DATA SHOWN:
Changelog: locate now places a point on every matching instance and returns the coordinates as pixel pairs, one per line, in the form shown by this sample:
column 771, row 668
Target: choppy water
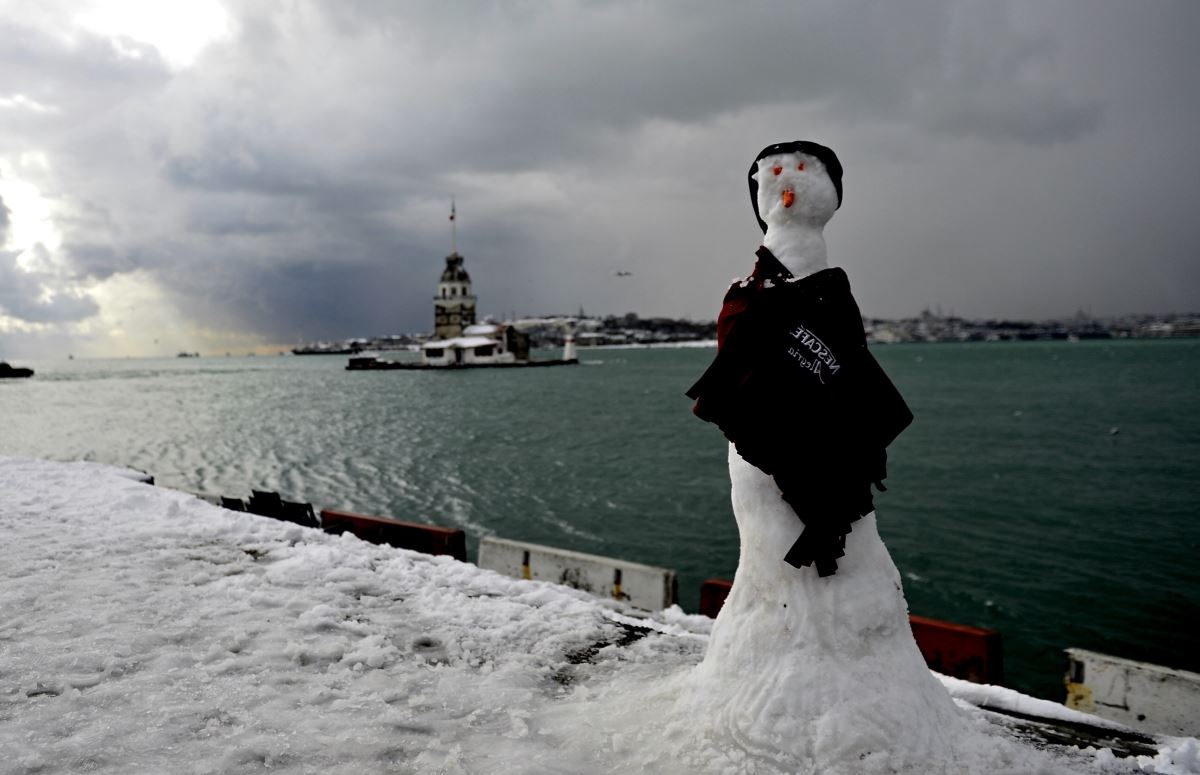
column 1047, row 490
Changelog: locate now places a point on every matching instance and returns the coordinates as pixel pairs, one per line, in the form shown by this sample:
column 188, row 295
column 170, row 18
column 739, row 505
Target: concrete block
column 1144, row 696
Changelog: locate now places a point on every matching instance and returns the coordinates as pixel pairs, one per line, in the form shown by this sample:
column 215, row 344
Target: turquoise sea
column 1047, row 490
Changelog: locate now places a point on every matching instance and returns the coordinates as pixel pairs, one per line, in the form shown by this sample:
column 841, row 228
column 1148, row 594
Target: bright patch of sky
column 179, row 30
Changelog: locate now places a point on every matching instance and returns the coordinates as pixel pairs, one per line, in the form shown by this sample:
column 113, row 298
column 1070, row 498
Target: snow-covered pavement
column 143, row 630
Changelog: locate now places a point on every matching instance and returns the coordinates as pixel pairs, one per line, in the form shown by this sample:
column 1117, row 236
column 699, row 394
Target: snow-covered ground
column 143, row 630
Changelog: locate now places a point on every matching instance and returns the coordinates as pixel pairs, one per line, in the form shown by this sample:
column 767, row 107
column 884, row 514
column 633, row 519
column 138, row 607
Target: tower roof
column 454, row 270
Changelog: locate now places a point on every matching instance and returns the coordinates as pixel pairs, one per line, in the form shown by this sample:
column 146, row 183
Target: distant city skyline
column 232, row 175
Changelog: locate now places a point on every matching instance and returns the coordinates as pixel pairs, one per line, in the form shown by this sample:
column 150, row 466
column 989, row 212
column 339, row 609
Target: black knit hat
column 823, row 154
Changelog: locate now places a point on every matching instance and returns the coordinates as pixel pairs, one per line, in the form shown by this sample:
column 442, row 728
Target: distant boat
column 481, row 346
column 11, row 372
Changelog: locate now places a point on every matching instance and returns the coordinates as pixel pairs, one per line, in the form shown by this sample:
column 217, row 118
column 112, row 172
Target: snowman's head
column 795, row 182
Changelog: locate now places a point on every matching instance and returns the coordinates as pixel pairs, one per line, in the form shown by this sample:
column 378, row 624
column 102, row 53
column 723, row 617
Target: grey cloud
column 281, row 182
column 22, row 296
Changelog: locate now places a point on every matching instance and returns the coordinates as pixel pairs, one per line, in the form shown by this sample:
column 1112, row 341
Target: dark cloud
column 295, row 180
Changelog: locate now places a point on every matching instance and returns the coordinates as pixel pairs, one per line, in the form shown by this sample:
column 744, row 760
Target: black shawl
column 797, row 392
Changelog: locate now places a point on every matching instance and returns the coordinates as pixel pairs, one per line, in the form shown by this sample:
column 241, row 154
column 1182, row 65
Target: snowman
column 811, row 660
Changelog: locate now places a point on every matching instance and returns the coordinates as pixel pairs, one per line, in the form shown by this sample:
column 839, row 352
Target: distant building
column 454, row 306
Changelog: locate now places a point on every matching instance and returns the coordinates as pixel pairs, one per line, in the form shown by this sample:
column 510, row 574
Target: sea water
column 1045, row 490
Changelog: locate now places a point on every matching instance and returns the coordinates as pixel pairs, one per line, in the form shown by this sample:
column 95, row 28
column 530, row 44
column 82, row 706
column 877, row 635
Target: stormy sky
column 246, row 174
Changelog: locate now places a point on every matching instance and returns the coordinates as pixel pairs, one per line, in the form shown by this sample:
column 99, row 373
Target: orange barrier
column 973, row 654
column 407, row 535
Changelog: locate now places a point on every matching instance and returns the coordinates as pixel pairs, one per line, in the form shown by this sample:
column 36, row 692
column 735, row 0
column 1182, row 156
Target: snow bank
column 143, row 630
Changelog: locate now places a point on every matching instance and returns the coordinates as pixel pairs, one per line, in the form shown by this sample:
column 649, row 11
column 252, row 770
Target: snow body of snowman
column 807, row 666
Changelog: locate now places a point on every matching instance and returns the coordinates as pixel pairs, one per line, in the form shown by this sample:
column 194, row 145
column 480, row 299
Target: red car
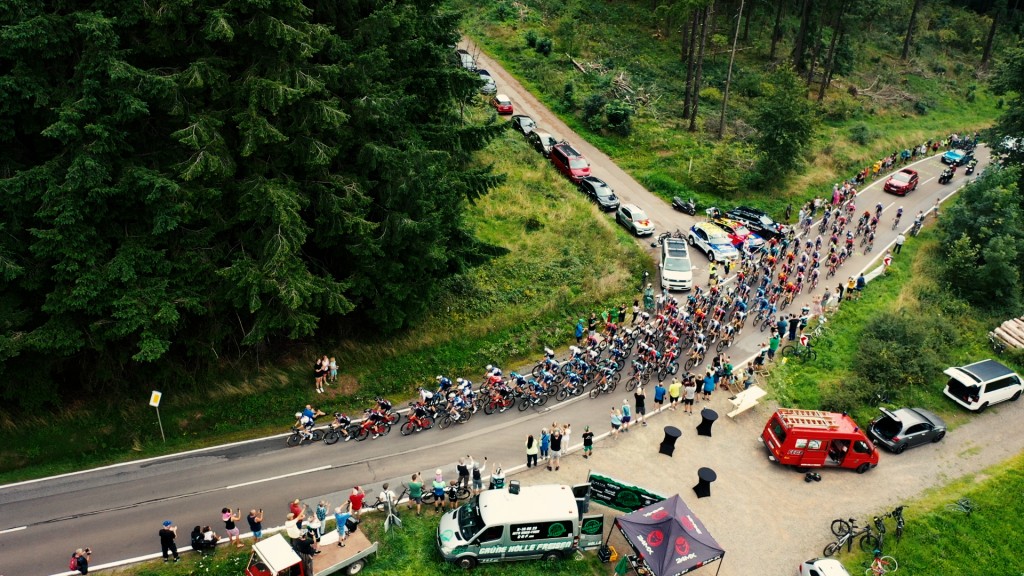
column 901, row 182
column 502, row 104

THE TASK: Reproduce every line of the material precisely, omitting its pictures.

RESULT OF THIS EXERCISE:
Changelog: locate now places a point on every matching instance and returns the coordinates as pixel pairs, one per line, in the form shown by this sample:
column 771, row 668
Target: choppy water
column 1047, row 490
Changelog: locate now places a point on every matching instance and returns the coordinates as pixel pairs, one per line, in the form shown by this sample:
column 188, row 295
column 170, row 18
column 739, row 505
Target: concrete block
column 1144, row 696
Changelog: locate now places a point on every matching instance and returns the coordinates as pixel pairs, one per line, in the form shown by this sample:
column 215, row 344
Target: turquoise sea
column 1047, row 490
Changelog: locate now places a point on every matching instance and returns the coordinates as pixel pairs, one per line, in the form shown by this sample:
column 841, row 228
column 1148, row 594
Target: bright patch of sky
column 179, row 30
Changelog: locate now places a point on every matching instance and returns the coordinates as pixel pairs, one per line, in the form shown by this sample:
column 113, row 298
column 1070, row 498
Target: snow-covered pavement
column 143, row 630
Changelog: locate now places a point on every matching instance and returns the coordinates as pixel pairs, one per line, in the form shown by this sample:
column 1117, row 236
column 699, row 394
Target: snow-covered ground
column 143, row 630
Changelog: locate now places a point on every matching instance and returns the coordinates as pixel pairs, one per line, in the form shown by this sample:
column 767, row 107
column 884, row 514
column 633, row 519
column 138, row 607
Target: tower roof
column 454, row 270
Changelog: locate now places a point on every matching instance and returns the coordinates as pixel pairs, one per line, in the form shown by this sample:
column 146, row 183
Target: distant city skyline
column 232, row 175
Changelog: locate now places a point on every matching instance and returns the coordinates as pixel pairs, one per line, in the form shown by this sample:
column 150, row 466
column 989, row 212
column 339, row 609
Target: black knit hat
column 823, row 154
Changelog: locate now places a point on every matching instance and returns the coordinates as pixel pairs, one per line, in the form shown by this sample:
column 442, row 728
Target: distant boat
column 481, row 346
column 11, row 372
Changelog: locate now places a point on every matching instance and returns the coordinates as pixel pairs, one per line, in the form shown by this sample:
column 217, row 118
column 112, row 172
Target: snowman's head
column 795, row 182
Changelog: locate now places a point on every matching instance and returns the coordinates as pixel pairs, one per line, in the form shown by this sample:
column 378, row 624
column 102, row 53
column 723, row 617
Target: grey cloud
column 281, row 182
column 22, row 296
Changelog: locate now places a point on every matching instance and returns the coordinates as pixel pairs, one per line, in the form shown by this sample:
column 1112, row 341
Target: dark cloud
column 295, row 180
Changelog: locate now places a point on every matching instance and returns the coordinates as pixel pairs, one per line, in the form shown by this sample:
column 744, row 760
Target: black shawl
column 797, row 392
Changelog: locate now places a point on every matching instance and returns the coordinates as pixel pairs, one per line, in the form shown by this sample:
column 241, row 154
column 1182, row 65
Target: snowman
column 811, row 660
Changelog: locate now places a point on every matching instance and returns the coordinates as pixel pairs, one per line, in the form shown by this sample:
column 839, row 352
Target: distant building
column 454, row 306
Changelog: locate now places a point on every matching instance and returns the coordinates as pixel pairs, one per line, in the form shown by this sample:
column 510, row 574
Target: sea water
column 1045, row 490
Changelog: locate now places a point on every matching instance and returns the coordinates as pixel pairs, one per line, in the form shown by this sample:
column 95, row 28
column 530, row 44
column 82, row 706
column 877, row 635
Target: stormy sky
column 246, row 174
Changelog: locate now places a point on every matching instance and returns the coordinates as pixel pairs, one per line, in the form shown by this sample:
column 99, row 373
Target: orange barrier
column 973, row 654
column 407, row 535
Changelog: locate now places a point on every matching instance and returns the coordinates as pixel pairs, one per line, in the form shown by this sample:
column 36, row 692
column 735, row 0
column 1182, row 156
Target: snow bank
column 143, row 630
Changelog: locate now places a point on every matching instance and returns the coordinates as pixel pairs, one per line, in the form shown by this sample:
column 649, row 11
column 252, row 770
Target: snow body of snowman
column 807, row 666
Changelog: locate now places a point on every matching instance and returns the coordinates as pixel pairs, one per line, in the form shown by this sample:
column 194, row 145
column 480, row 299
Target: red car
column 901, row 182
column 502, row 104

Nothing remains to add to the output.